What you need to do =
Below this line is the material. Write out only its lines from the one containing "Target: yellow dried leaf" through the one containing "like x=367, y=27.", both kept, exactly.

>>>

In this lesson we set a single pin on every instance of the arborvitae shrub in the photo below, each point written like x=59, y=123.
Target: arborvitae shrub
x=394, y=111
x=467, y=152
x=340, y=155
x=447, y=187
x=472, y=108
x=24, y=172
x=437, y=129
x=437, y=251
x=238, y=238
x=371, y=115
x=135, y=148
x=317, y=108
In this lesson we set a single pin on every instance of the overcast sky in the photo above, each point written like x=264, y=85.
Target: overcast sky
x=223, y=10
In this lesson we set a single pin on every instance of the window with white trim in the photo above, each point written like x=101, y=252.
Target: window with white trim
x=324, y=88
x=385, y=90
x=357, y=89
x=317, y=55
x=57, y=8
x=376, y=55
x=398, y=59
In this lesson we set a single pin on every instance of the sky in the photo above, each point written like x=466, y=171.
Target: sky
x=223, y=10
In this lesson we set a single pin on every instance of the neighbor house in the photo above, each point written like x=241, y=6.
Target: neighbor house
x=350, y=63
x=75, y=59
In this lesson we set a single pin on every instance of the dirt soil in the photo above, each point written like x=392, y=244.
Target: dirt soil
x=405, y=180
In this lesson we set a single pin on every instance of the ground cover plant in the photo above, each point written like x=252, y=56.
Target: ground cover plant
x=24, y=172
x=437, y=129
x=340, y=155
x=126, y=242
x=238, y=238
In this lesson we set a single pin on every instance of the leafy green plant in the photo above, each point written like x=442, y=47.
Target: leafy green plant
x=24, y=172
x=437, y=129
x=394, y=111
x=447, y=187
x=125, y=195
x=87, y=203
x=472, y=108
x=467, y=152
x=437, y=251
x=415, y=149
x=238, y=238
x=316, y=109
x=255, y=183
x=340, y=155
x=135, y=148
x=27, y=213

<<<
>>>

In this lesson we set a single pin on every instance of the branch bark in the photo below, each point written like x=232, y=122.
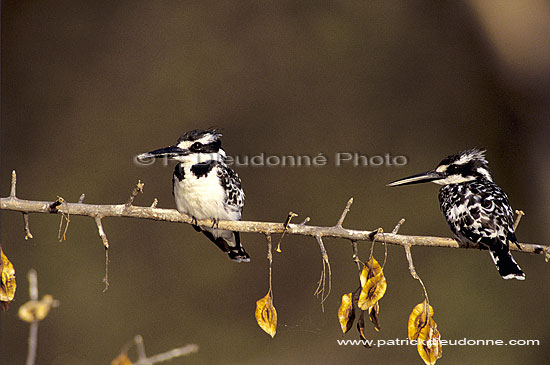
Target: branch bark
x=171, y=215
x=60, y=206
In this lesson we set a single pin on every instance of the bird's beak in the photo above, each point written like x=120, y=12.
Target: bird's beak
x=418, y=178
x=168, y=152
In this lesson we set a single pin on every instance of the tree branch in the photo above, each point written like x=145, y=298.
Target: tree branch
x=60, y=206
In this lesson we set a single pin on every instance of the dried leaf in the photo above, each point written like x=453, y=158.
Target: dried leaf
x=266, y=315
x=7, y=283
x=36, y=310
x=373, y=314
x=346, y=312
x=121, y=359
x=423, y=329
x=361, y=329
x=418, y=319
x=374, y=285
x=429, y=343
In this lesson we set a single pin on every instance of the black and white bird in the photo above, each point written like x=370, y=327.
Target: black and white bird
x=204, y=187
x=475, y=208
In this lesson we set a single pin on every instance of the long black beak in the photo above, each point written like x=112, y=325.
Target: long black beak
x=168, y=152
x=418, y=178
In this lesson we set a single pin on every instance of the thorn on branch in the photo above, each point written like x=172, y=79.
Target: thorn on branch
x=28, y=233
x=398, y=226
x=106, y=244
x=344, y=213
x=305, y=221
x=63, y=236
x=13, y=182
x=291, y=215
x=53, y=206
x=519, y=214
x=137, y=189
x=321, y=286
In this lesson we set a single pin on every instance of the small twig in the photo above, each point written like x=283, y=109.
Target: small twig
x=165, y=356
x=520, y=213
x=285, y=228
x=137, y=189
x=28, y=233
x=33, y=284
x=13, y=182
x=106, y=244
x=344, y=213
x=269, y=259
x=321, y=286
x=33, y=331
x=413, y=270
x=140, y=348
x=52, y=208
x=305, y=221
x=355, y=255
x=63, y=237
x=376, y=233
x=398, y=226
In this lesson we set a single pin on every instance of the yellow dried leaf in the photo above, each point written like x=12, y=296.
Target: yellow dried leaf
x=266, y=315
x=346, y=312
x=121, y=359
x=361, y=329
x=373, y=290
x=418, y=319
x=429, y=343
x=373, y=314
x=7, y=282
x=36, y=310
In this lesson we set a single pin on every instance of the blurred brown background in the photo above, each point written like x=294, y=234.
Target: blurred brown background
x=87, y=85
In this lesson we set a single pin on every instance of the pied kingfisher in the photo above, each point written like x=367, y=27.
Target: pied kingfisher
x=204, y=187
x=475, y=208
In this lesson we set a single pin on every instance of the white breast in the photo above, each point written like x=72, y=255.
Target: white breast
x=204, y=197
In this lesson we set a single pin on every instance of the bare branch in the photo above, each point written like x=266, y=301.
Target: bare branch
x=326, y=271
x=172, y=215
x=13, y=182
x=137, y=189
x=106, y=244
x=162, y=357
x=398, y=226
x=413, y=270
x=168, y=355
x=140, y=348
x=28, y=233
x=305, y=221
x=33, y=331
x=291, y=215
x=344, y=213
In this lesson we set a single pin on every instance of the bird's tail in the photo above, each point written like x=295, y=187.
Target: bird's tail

<<<

Solution below =
Target: yellow dried leaf
x=266, y=315
x=346, y=312
x=121, y=359
x=361, y=329
x=373, y=290
x=418, y=319
x=429, y=343
x=373, y=314
x=7, y=282
x=36, y=310
In this lesson we set a single pin on every instance of the blurred brown background in the photo above, each point written like x=294, y=234.
Target: blurred brown background
x=87, y=85
In this lesson we set a single pin on every instance of the pied kingfisher in the photo above, each point written like x=367, y=27.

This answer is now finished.